Task to complete
Repeat every entry, word for word, leaving no line out.

Start of Block

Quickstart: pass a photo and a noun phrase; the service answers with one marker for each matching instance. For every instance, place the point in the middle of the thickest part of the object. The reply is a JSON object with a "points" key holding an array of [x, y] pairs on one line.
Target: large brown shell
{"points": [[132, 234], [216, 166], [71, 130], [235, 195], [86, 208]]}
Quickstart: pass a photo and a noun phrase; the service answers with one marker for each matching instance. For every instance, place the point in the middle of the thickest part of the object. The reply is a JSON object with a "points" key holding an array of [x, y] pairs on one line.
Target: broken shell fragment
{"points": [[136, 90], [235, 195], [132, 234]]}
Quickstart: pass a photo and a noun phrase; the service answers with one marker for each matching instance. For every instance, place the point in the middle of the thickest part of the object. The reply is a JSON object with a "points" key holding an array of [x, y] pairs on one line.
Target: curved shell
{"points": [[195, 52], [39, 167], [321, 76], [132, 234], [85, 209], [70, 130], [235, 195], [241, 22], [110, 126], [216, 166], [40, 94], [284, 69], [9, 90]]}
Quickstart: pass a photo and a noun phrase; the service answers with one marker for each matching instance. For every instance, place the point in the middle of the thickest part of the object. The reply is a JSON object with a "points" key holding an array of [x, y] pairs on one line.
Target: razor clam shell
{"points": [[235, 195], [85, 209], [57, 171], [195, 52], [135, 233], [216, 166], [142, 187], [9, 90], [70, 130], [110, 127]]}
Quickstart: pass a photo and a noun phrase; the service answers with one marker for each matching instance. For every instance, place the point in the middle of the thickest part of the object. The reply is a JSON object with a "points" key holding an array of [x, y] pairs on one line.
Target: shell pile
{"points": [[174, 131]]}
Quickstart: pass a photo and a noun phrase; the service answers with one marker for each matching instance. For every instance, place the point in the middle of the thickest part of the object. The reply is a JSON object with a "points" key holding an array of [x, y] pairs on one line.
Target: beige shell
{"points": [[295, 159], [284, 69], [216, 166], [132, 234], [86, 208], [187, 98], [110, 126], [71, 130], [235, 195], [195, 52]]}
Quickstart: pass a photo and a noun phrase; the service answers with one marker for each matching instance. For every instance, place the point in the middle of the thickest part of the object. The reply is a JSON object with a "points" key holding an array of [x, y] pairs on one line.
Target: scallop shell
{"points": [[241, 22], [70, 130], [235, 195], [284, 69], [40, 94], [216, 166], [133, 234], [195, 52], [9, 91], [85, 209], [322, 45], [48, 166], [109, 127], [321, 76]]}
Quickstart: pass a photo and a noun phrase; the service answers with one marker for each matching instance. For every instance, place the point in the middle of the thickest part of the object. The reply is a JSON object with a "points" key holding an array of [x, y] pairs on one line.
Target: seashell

End of Block

Output
Quickstart: pass a photo and a noun phrase; the service answers with one marker for each matching instance. For every instance, place the point in the middle of the thickest part of the object. The reply is a JSON object with a "points" key holding an array of [x, y] pairs on one line.
Target: large brown shell
{"points": [[132, 234], [216, 166], [71, 130], [235, 195], [86, 208]]}
Quickstart: pass a photo and a noun phrase; the service answers with one marker for each matching instance. For every instance, place the point in the middle of the thickest part of the object. The reply is a JSON object with a "points" key holding an array of [x, y] pairs on one line.
Target: broken shell fragment
{"points": [[136, 90], [235, 195], [132, 234]]}
Quickstart: pass a photo and a noun phrase; the service answers with one marker for each matching instance. For every instance, place the point in the middle of the thickest part of the object. The reply is a JSON object with a "points" key holding an array of [x, y] pairs on one line.
Target: curved shell
{"points": [[195, 52], [39, 167], [321, 76], [132, 234], [85, 209], [70, 130], [235, 195], [241, 22], [110, 126], [216, 166], [40, 94], [284, 69], [9, 90]]}
Quickstart: pass a photo and a noun phrase; the service answers with one marker for each matching instance. For every instance, place the point in the middle of the thickest part of the object. The reply is a JSON object with a "points" key holding an array of [x, y] pairs on one line.
Target: razor clam shell
{"points": [[235, 195], [85, 209], [57, 171], [195, 52], [135, 233], [216, 166], [142, 187], [9, 90], [70, 130], [110, 127]]}
Quickstart: pass a photo and a noun phrase; the service answers with one marker for each matching instance. For every instance, place the point in the middle of the thickest part of the object. The reply is a JSON object with a "points" key holding an array of [x, y] pairs on one line.
Target: shell pile
{"points": [[174, 131]]}
Quickstart: pass a photo and a noun phrase; the service answers with one marker for each matching instance. For every instance, place the point in the middle of the thickest part of the object. The reply is a JSON object with a "points" key holding an array of [x, y] pairs on one line.
Target: beige shell
{"points": [[295, 159], [284, 69], [216, 166], [132, 234], [86, 208], [187, 98], [110, 126], [71, 130], [235, 195], [195, 52]]}
Quickstart: pass a photo and a noun phrase; the service answers with one marker for each matching instance. For every instance, place the point in the middle of the thickest part of the object. The reply is a JSON object with a "points" key holding an array of [x, y] pairs on one line.
Target: scallop shell
{"points": [[241, 22], [70, 130], [235, 195], [284, 69], [40, 94], [216, 166], [133, 234], [195, 52], [9, 91], [85, 209], [322, 45], [48, 166], [109, 127], [321, 76]]}
Quickstart: pass a photo and a noun phrase; the service answers with one marker for each matching instance. For every instance, place the point in the middle of the thickest part of the object. The reply is a JSON object with a "points" key holding an array of [x, y] pairs on one line.
Target: seashell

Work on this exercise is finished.